## PROVIDED PASSAGE
· · · · · · ·

Commentary

Hey Ohio, Suing Companies Isn’t Good for the State’s Economy

Litigation strategy reflects poverty of Ohio economic development policy

Few events show the poverty of Ohio’s approach to economic development policy more than the state’s official response to DHL’s decision to phase out its airborne freight operations in Ohio. The short-term stakes are big-6,000 jobs in the central Ohio town of Wilmington alone. The long-term stakes, however, may be even bigger and cost the state even more jobs down the line.

Faced with a money losing operation with contractor ABX, DHL decided it needed to cut costs. Moving its airborne freight business to UPS and its Louisville hub was the solution. The decision, DHL executives said, was strictly financial.

State and local officials were completely blindsided.

Wilmington’s mayor was even on a courtesy visit to the company’s headquarters in Germany when he heard the news. Clearly, this was a poor public relations move on the part of the company.

Enter Lieutenant Governor Lee Fisher, current director of the Ohio Department of Development and former Attorney General. Faced with impending job cuts by Continental Airlines in Cleveland and the closure of yet another auto plant in Dayton, Fisher decided to take a strong, visible stand.

Plan A? Sue DHL. That’s right. Bog down DHL’s attempt to cut costs and remain competitive by swamping the company in litigation and claiming its decision to move business to UPS violates the nation’s antitrust laws.

· · · · · · ·

## DATA FOR ANALYSIS
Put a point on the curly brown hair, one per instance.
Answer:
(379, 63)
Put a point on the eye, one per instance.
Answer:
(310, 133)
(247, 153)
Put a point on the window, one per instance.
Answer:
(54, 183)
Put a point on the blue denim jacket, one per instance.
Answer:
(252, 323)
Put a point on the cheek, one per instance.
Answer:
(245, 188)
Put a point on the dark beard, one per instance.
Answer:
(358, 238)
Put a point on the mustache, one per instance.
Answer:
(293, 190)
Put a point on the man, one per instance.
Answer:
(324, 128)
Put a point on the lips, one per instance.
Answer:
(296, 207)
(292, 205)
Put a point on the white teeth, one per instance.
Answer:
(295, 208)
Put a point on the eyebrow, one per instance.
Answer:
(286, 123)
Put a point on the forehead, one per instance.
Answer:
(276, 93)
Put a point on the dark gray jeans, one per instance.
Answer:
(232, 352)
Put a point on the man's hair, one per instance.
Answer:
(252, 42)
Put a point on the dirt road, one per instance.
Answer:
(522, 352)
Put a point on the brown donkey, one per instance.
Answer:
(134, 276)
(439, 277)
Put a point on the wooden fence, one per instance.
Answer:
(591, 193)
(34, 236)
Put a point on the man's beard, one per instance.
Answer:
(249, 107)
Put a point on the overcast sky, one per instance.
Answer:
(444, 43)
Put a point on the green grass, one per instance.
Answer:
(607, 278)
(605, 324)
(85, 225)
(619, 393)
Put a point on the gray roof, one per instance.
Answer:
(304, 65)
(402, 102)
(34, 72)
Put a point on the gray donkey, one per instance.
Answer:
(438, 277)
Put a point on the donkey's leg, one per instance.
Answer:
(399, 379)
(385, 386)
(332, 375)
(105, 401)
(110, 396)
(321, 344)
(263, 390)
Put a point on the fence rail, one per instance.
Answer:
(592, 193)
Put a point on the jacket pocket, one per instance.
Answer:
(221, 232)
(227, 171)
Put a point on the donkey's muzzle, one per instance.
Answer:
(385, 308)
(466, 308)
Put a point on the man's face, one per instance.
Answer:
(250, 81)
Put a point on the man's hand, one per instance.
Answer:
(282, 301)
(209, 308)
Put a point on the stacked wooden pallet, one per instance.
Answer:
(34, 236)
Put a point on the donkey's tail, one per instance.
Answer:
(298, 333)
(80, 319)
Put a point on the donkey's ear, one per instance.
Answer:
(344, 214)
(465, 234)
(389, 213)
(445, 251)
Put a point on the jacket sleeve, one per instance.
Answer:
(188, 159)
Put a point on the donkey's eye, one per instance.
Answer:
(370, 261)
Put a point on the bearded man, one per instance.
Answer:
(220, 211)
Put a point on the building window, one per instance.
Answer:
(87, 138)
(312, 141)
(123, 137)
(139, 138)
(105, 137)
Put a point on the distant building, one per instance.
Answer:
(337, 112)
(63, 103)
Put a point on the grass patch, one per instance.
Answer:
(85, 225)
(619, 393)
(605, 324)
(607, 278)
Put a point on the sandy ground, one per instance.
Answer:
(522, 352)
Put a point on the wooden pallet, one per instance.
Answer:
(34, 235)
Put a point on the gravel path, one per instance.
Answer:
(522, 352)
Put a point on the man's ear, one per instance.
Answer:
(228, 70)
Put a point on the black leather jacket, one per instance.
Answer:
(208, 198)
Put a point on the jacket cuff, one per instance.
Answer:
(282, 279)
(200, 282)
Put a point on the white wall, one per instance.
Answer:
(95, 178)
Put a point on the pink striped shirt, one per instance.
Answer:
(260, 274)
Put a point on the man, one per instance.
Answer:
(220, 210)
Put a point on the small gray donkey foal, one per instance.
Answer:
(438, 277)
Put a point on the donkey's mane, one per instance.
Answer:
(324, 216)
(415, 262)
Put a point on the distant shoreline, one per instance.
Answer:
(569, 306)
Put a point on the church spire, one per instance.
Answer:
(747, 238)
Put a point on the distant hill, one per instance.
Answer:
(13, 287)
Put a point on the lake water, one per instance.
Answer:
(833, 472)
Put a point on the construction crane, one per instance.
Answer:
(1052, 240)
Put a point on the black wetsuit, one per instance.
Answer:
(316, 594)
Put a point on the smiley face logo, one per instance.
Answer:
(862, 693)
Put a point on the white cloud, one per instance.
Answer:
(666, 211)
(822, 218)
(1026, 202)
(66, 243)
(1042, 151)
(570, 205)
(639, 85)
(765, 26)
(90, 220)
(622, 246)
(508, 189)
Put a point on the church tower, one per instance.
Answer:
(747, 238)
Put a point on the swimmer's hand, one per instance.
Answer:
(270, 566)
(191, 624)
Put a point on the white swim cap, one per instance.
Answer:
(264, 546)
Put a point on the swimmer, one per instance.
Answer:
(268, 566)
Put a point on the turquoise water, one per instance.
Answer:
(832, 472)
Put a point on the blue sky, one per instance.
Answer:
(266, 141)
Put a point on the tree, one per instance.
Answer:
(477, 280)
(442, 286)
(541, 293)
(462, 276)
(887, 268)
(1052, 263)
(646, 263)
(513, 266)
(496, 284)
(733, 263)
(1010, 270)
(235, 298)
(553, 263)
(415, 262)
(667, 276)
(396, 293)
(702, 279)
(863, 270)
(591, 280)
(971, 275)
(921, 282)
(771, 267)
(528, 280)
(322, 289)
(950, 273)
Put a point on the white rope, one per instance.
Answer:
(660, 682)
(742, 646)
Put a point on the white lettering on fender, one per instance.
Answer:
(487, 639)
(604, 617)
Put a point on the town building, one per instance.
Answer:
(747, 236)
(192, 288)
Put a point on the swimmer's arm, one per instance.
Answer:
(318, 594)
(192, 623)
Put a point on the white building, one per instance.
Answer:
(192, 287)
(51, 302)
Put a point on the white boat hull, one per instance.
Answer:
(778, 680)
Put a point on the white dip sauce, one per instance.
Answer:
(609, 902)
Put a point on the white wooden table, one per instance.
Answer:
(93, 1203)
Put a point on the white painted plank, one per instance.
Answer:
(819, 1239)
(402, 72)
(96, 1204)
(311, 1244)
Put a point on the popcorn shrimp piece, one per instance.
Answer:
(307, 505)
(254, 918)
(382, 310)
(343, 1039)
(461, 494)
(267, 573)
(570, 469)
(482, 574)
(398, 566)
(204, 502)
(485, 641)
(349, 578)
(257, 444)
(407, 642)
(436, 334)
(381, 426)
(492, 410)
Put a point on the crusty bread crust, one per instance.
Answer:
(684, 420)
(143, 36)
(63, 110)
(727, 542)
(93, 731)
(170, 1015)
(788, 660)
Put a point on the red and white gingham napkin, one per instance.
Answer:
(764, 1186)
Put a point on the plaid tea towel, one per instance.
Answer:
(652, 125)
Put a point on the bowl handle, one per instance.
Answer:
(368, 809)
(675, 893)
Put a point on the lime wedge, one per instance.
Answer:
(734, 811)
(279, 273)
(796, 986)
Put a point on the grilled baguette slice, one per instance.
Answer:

· · · · · · ·

## PROBLEM A
From the commentary on Ohio's response to DHL, copy the part that opens with the words containing "State and local" and closes with "of the company.".
## PROBLEM B
Name every company mentioned in the commentary on Ohio's response to DHL.

## WRITTEN SOLUTION A
State and local officials were completely blindsided.

Wilmington’s mayor was even on a courtesy visit to the company’s headquarters in Germany when he heard the news. Clearly, this was a poor public relations move on the part of the company.

## WRITTEN SOLUTION B
DHL, ABX, UPS, Continental Airlines